PROBLEM REQUIREMENTS:
Please return, word for word, the part of the records that opens with the line containing "Where can the shadow on dirt" and closes with the line containing "(1263, 723)", including both of those lines. Leave the pictures out of your answer.

MATERIAL SUPPLIED:
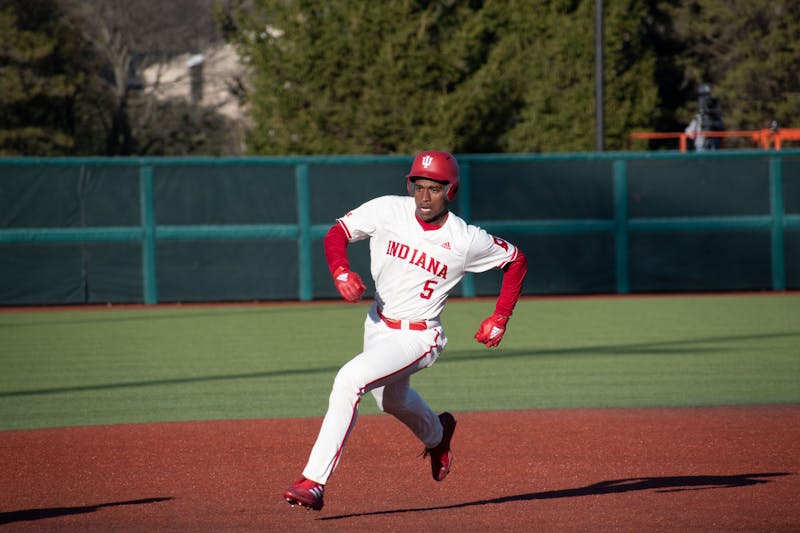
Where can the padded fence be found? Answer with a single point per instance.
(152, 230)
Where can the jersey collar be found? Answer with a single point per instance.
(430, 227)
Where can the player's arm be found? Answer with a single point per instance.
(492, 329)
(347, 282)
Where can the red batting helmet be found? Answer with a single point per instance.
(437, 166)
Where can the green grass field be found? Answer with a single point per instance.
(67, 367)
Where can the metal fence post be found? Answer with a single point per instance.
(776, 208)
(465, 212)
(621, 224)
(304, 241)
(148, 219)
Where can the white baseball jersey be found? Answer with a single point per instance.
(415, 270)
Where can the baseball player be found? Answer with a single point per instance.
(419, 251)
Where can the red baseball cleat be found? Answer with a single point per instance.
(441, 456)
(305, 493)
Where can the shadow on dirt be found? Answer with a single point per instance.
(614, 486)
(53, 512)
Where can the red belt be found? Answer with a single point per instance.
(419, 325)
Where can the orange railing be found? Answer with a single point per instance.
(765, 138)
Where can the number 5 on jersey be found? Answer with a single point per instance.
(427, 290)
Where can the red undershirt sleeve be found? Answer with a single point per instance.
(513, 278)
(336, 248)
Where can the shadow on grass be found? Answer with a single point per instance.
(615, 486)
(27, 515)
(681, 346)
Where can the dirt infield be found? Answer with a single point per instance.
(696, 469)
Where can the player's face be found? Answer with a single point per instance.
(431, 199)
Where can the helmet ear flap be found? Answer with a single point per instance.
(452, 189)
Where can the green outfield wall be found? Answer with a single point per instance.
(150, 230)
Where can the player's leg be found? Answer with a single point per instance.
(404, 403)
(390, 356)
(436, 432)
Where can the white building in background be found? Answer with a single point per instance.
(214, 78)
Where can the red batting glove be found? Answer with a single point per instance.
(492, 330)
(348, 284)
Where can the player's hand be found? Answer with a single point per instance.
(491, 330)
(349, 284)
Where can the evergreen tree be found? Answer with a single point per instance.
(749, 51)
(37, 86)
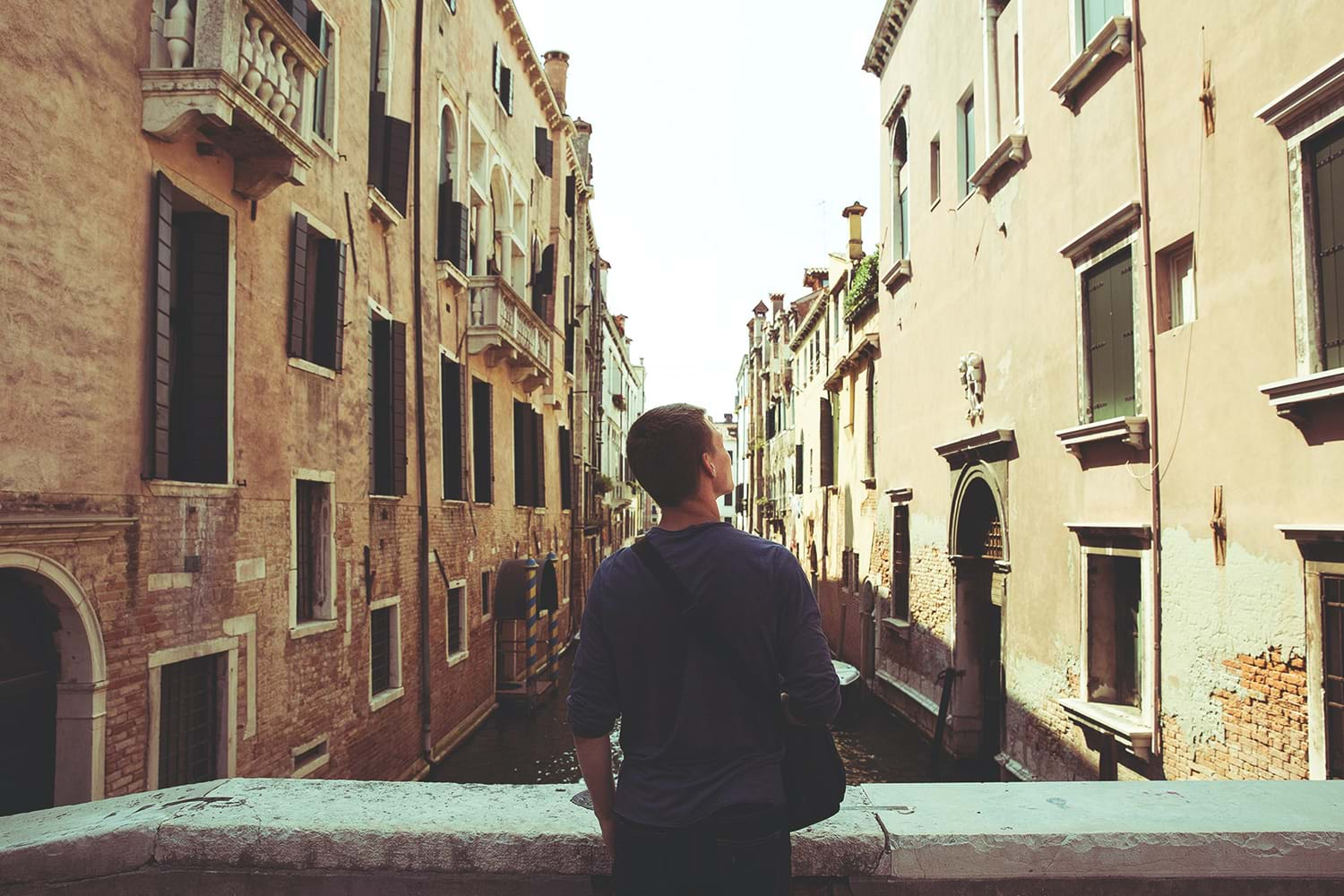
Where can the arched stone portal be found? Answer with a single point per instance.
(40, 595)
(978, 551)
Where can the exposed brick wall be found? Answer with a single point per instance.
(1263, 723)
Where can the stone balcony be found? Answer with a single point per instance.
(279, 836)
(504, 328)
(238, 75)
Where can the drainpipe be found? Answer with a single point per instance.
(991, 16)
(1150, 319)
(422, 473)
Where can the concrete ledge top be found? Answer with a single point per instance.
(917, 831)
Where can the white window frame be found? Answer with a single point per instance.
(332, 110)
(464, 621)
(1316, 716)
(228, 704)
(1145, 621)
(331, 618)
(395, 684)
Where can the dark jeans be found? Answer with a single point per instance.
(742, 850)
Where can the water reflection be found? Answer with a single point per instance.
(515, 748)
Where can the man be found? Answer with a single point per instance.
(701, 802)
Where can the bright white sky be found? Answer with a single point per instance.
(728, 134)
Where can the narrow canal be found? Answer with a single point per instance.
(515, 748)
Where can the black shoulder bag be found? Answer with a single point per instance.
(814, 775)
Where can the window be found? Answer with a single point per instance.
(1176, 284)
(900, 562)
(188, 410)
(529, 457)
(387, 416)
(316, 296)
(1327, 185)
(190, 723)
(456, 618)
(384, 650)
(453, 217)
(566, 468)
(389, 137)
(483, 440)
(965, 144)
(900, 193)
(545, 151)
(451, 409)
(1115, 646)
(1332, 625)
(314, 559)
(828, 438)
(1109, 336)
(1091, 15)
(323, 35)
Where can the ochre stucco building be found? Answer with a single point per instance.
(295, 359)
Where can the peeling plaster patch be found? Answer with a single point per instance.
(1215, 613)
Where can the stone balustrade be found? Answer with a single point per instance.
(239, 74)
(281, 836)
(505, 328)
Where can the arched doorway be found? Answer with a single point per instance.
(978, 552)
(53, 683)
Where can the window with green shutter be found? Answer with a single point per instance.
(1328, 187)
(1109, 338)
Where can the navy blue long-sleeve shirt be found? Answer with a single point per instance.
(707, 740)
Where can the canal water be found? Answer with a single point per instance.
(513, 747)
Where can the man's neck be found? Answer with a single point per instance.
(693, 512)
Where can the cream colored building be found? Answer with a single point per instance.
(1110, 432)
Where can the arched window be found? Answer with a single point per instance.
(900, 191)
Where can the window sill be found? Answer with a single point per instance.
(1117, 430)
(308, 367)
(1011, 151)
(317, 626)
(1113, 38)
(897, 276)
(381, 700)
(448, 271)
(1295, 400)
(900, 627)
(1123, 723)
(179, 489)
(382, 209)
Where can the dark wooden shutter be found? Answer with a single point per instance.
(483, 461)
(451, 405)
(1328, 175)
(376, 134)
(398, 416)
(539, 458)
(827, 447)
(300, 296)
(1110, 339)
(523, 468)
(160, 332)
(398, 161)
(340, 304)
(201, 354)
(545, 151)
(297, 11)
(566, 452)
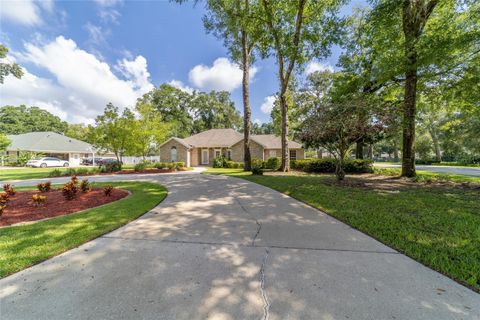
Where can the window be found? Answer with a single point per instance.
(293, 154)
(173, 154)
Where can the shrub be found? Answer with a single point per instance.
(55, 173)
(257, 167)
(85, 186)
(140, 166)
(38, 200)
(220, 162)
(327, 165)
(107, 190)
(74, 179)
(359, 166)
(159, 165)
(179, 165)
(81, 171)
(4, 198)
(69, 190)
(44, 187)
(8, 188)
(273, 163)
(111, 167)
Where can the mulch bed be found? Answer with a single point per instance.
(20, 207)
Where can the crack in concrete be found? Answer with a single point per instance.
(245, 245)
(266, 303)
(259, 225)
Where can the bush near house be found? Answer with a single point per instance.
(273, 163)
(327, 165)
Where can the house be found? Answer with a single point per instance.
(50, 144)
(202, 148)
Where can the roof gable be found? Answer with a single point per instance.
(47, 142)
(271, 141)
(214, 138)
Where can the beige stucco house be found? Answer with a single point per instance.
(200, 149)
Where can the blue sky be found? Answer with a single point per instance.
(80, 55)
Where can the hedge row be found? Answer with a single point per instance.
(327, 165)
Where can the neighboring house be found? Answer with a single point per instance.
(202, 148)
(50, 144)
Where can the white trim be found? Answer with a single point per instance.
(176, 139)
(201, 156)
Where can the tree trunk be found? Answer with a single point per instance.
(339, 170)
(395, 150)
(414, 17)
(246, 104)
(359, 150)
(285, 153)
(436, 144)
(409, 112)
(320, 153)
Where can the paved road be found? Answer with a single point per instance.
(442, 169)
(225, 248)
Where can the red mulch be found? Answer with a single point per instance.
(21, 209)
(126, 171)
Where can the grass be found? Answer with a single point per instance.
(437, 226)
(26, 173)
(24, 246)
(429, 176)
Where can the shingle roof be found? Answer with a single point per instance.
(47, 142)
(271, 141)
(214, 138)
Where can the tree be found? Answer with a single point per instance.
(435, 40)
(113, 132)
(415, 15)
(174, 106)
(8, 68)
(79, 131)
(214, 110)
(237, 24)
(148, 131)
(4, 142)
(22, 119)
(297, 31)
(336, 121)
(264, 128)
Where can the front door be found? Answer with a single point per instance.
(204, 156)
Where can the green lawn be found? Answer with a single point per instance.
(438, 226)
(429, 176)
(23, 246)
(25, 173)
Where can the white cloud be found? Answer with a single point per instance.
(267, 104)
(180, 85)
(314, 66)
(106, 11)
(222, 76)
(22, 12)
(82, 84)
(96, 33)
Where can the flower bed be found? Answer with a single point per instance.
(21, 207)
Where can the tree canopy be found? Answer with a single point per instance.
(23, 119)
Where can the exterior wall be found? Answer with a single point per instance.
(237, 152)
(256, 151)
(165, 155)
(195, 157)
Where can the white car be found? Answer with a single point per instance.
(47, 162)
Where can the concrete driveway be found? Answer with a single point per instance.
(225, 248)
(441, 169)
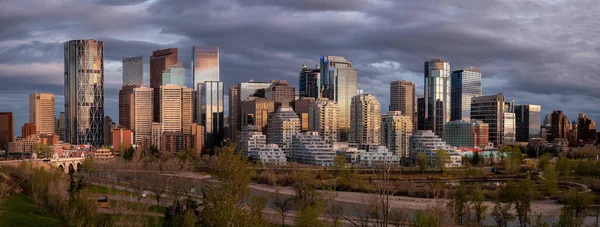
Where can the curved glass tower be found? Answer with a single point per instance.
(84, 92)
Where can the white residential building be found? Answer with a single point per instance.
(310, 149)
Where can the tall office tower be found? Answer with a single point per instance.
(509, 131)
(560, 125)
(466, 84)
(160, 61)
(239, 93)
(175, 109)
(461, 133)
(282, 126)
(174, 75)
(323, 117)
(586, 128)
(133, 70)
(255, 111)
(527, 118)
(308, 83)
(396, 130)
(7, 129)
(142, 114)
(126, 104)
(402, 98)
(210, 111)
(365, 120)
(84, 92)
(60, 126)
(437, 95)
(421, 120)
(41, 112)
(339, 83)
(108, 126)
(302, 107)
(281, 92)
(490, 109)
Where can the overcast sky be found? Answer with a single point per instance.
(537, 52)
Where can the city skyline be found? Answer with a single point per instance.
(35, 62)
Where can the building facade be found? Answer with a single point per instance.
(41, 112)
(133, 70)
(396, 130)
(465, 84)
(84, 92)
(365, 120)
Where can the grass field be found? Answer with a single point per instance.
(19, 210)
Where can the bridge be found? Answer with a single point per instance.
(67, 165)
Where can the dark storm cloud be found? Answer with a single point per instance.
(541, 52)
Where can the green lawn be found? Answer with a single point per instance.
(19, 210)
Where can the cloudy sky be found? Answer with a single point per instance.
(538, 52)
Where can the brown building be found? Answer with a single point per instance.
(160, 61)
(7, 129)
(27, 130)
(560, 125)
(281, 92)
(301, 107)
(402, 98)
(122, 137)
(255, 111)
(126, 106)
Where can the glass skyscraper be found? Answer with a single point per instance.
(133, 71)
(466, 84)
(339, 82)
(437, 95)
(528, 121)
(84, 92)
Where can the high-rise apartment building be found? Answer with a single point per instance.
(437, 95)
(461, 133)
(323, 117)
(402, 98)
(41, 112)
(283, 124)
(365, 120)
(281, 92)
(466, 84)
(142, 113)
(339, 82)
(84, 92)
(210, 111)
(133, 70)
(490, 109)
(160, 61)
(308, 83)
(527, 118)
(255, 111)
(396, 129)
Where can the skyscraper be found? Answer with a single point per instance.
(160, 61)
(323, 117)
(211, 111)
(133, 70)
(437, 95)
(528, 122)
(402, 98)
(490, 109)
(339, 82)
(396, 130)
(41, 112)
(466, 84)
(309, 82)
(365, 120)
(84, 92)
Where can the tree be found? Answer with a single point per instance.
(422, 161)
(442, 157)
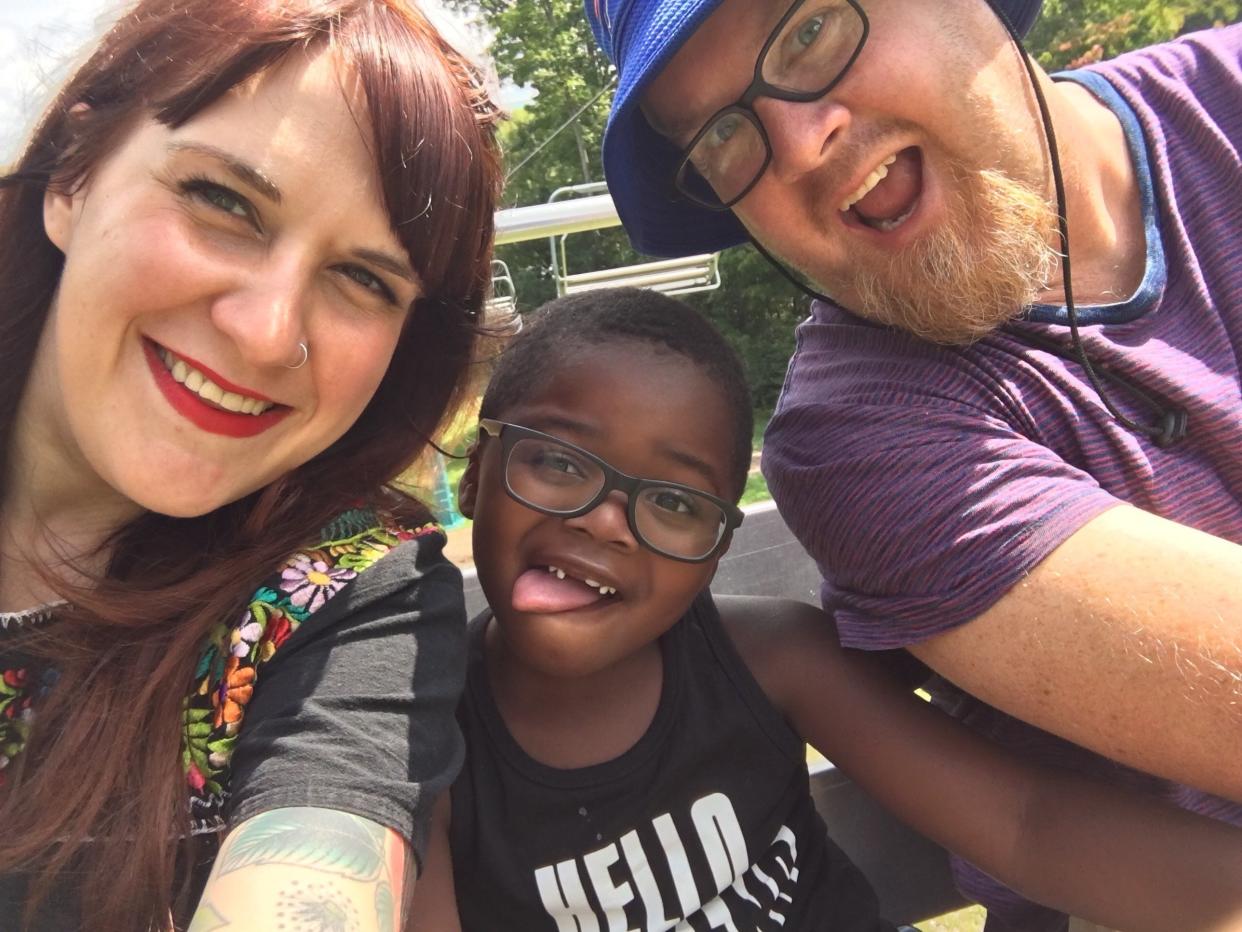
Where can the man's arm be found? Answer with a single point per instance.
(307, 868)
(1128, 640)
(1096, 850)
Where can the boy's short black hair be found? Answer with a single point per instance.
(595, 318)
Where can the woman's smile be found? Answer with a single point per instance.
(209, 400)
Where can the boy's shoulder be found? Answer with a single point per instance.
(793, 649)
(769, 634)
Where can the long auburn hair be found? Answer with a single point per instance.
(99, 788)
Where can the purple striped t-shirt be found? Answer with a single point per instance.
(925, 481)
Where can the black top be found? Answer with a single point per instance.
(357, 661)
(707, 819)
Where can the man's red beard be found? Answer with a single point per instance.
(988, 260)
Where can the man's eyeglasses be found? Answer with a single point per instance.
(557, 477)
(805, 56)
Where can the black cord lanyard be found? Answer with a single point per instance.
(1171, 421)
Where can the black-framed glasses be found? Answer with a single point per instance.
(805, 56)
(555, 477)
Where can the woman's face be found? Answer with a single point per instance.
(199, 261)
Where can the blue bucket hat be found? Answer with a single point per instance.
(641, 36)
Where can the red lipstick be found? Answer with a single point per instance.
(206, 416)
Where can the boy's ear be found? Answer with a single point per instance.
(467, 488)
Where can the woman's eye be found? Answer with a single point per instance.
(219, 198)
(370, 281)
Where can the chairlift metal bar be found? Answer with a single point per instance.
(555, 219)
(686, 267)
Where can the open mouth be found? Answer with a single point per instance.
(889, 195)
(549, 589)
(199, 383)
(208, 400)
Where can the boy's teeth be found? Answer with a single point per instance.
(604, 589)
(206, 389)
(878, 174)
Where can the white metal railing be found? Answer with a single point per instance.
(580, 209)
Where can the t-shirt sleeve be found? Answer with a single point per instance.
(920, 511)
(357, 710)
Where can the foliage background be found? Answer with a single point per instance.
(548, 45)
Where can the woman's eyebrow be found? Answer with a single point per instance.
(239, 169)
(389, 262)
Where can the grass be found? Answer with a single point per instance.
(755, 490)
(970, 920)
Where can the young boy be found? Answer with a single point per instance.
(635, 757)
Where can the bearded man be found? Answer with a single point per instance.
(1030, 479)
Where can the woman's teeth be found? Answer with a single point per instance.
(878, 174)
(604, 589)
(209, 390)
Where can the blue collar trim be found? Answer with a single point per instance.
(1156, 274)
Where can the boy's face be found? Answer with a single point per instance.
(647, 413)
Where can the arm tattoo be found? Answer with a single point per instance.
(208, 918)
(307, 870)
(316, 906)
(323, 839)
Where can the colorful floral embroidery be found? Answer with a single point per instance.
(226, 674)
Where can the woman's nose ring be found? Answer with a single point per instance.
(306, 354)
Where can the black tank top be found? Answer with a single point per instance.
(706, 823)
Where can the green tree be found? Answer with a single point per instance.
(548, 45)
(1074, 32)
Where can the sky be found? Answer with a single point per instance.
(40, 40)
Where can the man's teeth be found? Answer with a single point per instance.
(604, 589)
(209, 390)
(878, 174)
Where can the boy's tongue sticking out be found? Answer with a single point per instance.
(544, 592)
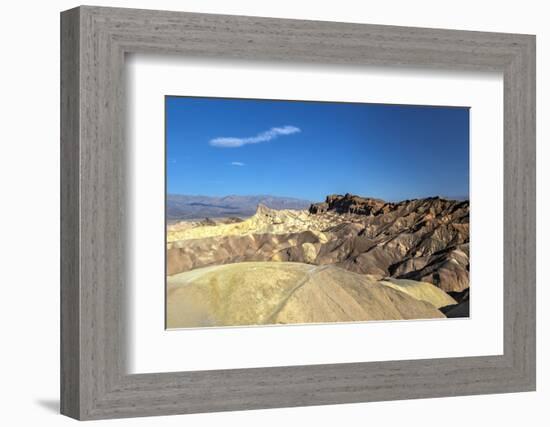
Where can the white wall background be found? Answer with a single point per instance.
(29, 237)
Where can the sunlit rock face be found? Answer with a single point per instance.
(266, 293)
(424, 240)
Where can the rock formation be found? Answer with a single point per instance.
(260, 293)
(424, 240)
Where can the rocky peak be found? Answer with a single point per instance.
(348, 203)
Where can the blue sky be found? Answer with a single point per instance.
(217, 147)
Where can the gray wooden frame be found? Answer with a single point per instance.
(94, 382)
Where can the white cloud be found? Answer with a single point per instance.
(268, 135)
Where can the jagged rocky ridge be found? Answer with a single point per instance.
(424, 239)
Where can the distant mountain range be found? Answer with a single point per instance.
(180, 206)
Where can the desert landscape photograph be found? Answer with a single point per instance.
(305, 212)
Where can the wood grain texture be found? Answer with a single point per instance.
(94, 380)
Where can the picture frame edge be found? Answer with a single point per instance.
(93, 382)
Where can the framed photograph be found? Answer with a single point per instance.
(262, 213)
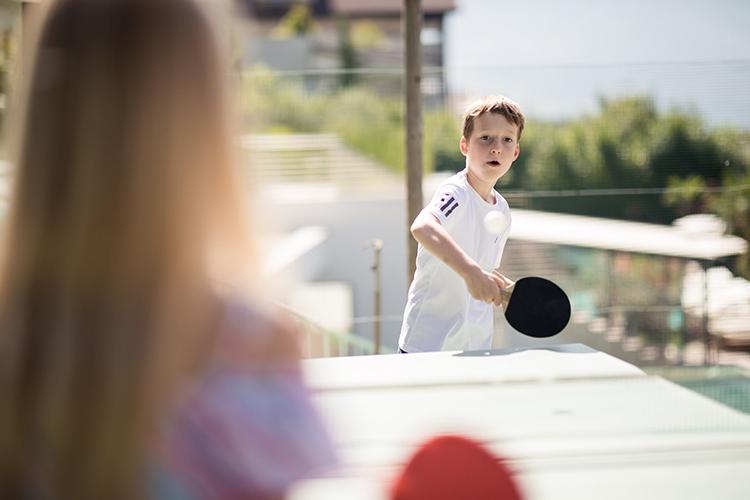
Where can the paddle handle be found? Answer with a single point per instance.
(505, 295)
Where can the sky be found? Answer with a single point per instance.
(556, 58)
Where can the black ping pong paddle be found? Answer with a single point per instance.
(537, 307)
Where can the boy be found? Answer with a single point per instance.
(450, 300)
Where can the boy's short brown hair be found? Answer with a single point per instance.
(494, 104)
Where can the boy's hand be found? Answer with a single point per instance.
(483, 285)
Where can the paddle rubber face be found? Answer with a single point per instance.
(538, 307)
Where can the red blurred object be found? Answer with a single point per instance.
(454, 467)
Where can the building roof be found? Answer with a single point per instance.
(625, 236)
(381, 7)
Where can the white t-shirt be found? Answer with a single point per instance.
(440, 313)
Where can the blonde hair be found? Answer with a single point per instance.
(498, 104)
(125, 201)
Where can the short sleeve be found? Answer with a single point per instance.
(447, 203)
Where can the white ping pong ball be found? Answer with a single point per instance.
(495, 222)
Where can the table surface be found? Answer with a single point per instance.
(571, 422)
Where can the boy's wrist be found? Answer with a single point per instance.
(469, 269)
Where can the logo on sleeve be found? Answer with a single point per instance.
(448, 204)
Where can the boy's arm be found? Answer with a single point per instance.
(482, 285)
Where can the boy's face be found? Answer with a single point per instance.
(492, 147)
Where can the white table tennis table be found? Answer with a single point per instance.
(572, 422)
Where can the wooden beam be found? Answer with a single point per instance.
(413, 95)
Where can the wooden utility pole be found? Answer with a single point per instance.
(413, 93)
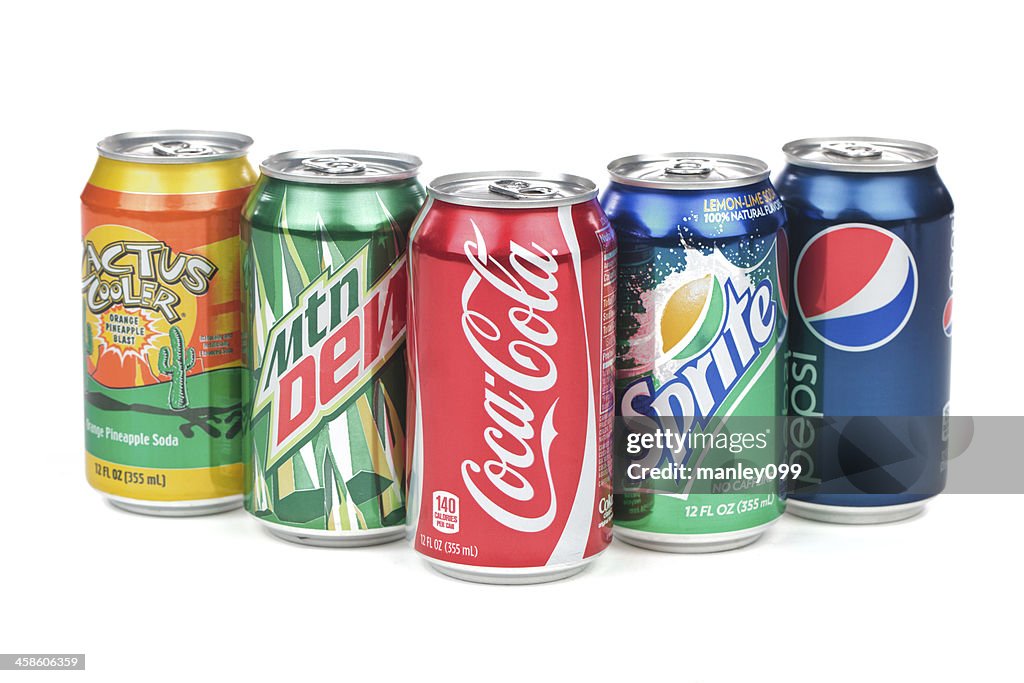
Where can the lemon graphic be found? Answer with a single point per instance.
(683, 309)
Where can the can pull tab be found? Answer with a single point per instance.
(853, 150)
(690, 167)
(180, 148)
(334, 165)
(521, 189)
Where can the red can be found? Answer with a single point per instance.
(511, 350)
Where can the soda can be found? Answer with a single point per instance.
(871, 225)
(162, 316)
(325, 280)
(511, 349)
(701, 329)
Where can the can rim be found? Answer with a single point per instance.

ANSWER TO THIS PROBLEM:
Where can the shadow on dirt be found? Answer with a single point per instance.
(614, 486)
(53, 512)
Where can the red belt be found? Answer with a single point per instance.
(419, 325)
Where can the orange railing be found? Answer with a single point per instance.
(765, 138)
Where can the number 5 on jersey be found? Answer with a single point per instance.
(427, 290)
Where can the red undershirt sleeve be found? Answer with a single point per instance.
(513, 278)
(336, 248)
Where can the shadow on grass be found? Answer with a single point per instance.
(615, 486)
(27, 515)
(681, 346)
Where can the dirt infield be found? Answer with a single point per instance.
(696, 469)
Where can the player's face be found? Answer with a single point per instance.
(431, 199)
Where can the helmet ear flap be found? Answer with a single point per instance.
(452, 189)
Where can the green outfield wall be found? Answer with a single point per instance.
(150, 230)
Where can the player's leg be found? Answer with a single point per instance.
(404, 403)
(390, 356)
(436, 432)
Where can the white building in background be found? Answer with a single point per instance.
(214, 78)
Where can the red batting glove be found? Answer with a single point per instance.
(492, 330)
(348, 284)
Where can the player's hand be found? Answer with a single point per instance.
(491, 330)
(349, 284)
Where can the evergreen tree be found? Answer with a single point per instance.
(749, 51)
(37, 86)
Where can the arched stone portal be found? Answer with a single point per instance.
(40, 595)
(978, 551)
Where can the exposed brick wall be found? Answer with a single point per instance.
(1263, 723)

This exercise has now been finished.